═══ Task inputs

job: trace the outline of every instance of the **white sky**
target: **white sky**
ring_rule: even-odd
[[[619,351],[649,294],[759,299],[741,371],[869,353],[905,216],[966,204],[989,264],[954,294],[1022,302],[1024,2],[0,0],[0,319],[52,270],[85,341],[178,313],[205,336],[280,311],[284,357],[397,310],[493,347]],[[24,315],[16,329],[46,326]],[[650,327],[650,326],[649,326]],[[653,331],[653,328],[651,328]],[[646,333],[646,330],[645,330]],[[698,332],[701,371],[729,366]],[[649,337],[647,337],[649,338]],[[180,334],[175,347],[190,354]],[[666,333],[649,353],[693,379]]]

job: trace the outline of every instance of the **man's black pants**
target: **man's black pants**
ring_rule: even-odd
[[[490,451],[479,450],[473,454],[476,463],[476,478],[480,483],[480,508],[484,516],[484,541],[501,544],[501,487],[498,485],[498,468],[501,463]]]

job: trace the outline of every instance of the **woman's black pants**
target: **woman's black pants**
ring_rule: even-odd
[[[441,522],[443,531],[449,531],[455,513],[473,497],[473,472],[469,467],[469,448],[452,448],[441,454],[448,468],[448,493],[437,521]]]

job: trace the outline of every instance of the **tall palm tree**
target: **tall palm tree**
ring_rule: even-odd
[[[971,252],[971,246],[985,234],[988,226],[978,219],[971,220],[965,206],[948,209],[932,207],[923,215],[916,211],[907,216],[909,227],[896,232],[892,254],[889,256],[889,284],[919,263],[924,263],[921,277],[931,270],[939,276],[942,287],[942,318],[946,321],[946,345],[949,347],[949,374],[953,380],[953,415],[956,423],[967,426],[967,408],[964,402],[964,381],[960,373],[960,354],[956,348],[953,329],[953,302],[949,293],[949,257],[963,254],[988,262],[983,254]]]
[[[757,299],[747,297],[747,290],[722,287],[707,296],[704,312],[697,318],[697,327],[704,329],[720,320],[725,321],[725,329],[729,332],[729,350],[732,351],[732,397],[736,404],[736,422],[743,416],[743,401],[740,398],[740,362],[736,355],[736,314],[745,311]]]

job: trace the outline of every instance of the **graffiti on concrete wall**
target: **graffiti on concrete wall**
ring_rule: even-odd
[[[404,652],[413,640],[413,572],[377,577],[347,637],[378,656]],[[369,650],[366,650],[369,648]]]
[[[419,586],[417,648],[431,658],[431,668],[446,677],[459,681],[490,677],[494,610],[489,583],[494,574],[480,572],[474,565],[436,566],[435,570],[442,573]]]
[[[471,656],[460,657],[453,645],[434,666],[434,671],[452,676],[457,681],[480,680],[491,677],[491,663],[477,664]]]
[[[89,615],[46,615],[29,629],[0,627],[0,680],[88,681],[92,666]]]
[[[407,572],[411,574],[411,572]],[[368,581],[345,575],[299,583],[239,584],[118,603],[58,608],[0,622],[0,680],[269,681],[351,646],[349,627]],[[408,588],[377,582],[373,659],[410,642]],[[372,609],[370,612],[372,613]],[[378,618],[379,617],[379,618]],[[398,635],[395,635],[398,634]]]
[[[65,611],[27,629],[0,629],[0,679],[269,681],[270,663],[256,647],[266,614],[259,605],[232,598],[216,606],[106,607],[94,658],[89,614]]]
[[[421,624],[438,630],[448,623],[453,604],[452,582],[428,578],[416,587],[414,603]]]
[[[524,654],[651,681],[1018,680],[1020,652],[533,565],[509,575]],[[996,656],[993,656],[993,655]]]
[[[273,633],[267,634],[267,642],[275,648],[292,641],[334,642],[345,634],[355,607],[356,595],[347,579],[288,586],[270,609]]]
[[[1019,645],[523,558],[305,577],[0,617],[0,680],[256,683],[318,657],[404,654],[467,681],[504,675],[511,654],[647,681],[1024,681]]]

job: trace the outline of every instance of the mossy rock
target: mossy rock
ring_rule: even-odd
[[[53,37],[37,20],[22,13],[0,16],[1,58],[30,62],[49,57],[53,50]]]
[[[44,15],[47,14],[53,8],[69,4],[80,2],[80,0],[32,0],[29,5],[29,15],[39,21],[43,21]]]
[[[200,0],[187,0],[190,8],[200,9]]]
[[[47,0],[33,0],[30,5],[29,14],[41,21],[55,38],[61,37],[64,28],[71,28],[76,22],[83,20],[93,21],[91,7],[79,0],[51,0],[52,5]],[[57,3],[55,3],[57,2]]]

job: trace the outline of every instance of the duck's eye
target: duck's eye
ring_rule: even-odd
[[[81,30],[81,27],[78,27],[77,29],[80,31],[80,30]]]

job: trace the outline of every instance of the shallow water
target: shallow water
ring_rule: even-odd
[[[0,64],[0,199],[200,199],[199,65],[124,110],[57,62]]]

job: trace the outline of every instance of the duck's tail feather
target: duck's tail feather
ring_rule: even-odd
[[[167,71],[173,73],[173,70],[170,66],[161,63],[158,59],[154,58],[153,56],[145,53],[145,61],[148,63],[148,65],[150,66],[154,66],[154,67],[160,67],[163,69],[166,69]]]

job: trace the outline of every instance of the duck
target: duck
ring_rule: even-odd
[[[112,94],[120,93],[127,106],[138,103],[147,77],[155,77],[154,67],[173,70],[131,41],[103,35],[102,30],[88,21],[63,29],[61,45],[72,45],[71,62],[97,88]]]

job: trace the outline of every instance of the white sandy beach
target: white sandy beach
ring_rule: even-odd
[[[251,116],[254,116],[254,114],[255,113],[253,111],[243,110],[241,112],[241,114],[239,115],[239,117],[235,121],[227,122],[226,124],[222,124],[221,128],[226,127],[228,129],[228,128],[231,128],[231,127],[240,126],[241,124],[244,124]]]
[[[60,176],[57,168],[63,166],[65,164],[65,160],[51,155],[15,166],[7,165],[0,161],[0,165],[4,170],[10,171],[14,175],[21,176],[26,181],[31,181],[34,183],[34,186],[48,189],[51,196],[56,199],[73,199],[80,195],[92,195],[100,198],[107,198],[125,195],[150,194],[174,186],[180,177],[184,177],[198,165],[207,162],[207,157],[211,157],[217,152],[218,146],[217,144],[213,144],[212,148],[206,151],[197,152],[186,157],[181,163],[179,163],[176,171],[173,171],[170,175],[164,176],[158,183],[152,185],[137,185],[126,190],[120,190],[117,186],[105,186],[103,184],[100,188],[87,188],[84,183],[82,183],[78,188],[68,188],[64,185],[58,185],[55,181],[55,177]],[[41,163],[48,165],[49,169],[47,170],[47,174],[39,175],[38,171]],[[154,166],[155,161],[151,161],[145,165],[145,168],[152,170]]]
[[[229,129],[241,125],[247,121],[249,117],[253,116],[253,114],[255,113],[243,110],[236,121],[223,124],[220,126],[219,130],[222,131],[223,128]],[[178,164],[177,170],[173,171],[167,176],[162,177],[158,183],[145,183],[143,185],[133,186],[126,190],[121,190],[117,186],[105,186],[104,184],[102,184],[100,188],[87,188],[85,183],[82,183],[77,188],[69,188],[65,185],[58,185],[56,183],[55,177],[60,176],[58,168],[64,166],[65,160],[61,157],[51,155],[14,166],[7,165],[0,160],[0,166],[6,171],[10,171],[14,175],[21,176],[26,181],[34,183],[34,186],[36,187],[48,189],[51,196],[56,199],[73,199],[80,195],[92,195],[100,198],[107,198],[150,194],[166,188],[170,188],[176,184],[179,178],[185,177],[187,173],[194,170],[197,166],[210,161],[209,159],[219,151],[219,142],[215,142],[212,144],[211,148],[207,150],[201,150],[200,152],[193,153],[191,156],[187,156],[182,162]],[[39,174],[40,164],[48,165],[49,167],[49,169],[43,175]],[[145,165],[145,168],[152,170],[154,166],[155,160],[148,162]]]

══════

__Problem__
For the word "palm", count the lines of the data that contain it and give only the count.

__Your response__
2